- _Page excerpt_
MARCH 25 -PALASPAS, Palm Sunday (MB File Photo)
The Holy Week involves a lot of religious activities and celebrations. It is a week filled with different traditions and practices happening all over the country and those in the Christian world. From fasting to numerous processions, Filipinos have it. But one thing that makes the Holy Week celebration of Filipinos different, even unique, from other nations is their superstitions and belief. These superstitions, whose origins are uncertain, started a long time ago. Some of them are observed in any normal day; while there are those that apply only to certain times like Christmas, New Year’s Eve, birthdays, funerals, and the Holy Week. Since the country is in observance of the Holy Week, it would be good if people are made aware of some of the most practiced and observed superstitions during this time of the year. The use of “Palaspas” Palm fronds or “Palaspas” are used during the final Sunday of Lent, Palm Sunday. It marks the beginning of the Holy Week where the people reenact the coming of Jesus to Jerusalem. In honor of his coming, these palm fronds are used as homage for Jesus’ triumphal entry into Jerusalem. During the Palm Sunday mass, the fronds are distributed to the parishioners (while others bring/buy theirs) and are blessed by the priest. They are to be kept for the whole year and to be used for next year’s Ash Wednesday. READ MORE...

- _Work instructions_
[a] According to the Holy Week excerpt, why are palm fronds used on Palm Sunday? Answer in one to three sentences.
[b] In the Holy Week excerpt, Palm Sunday is described as the final Sunday of which season?

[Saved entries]

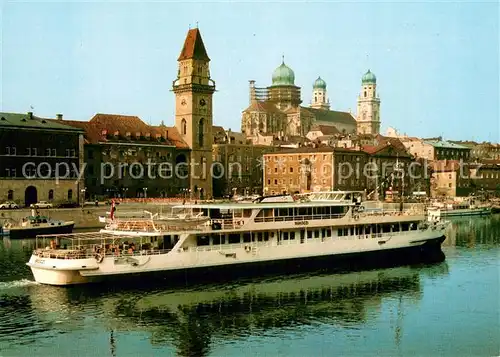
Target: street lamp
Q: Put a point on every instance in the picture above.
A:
(83, 194)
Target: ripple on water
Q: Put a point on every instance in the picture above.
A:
(5, 285)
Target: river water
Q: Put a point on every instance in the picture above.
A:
(446, 309)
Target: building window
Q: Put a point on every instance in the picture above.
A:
(201, 131)
(183, 126)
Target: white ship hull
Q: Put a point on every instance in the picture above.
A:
(231, 256)
(466, 212)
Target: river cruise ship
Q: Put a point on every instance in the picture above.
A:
(239, 237)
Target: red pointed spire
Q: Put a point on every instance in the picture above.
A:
(193, 47)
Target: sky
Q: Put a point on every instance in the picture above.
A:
(437, 64)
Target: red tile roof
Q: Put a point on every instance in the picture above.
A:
(193, 47)
(325, 129)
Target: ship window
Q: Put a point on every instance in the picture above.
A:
(234, 238)
(216, 239)
(202, 240)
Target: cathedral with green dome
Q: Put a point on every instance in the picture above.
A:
(276, 111)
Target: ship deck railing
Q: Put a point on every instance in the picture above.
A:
(91, 244)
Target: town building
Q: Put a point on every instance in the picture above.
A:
(481, 151)
(126, 157)
(309, 169)
(450, 178)
(436, 149)
(368, 114)
(41, 159)
(485, 177)
(237, 168)
(276, 110)
(389, 170)
(193, 89)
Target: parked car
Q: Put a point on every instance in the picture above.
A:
(41, 204)
(9, 205)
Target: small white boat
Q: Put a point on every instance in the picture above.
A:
(457, 209)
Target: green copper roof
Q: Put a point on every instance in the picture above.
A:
(283, 76)
(27, 120)
(319, 84)
(368, 78)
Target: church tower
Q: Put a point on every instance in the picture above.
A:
(193, 90)
(368, 116)
(319, 99)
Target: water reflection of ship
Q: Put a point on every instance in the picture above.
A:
(471, 231)
(190, 320)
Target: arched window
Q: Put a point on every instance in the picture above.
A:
(201, 130)
(184, 127)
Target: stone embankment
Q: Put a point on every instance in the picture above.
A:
(84, 218)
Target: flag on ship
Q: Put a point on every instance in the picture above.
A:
(113, 209)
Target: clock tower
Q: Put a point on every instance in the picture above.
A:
(193, 90)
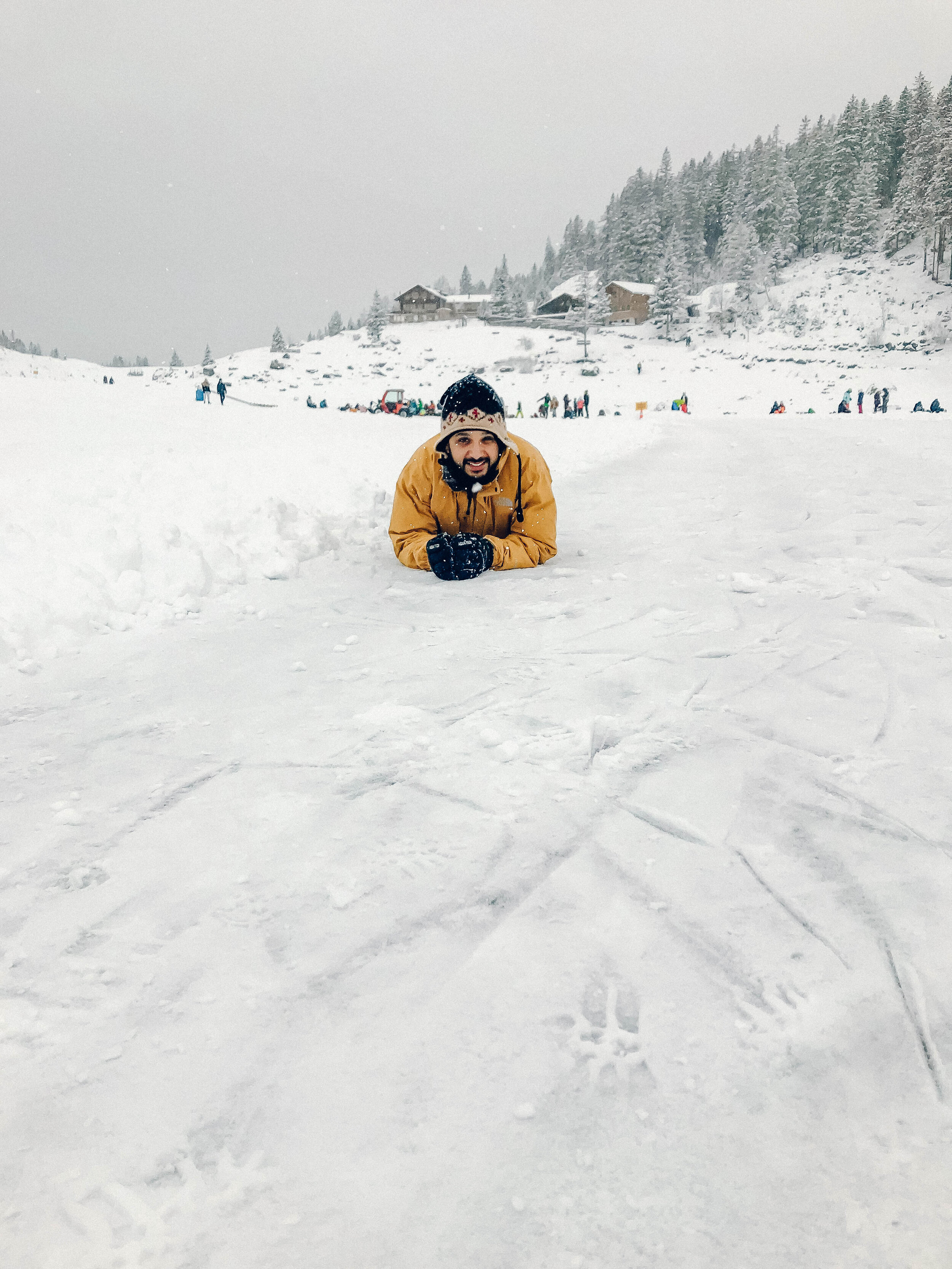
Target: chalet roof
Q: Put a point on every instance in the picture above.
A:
(635, 289)
(419, 286)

- _Task answers_
[a] Palm Sunday marks the beginning of the Holy Week, when people reenact the coming of Jesus to Jerusalem. The palm fronds are used in honor of his coming, as homage for his triumphal entry into Jerusalem.

[b] Lent.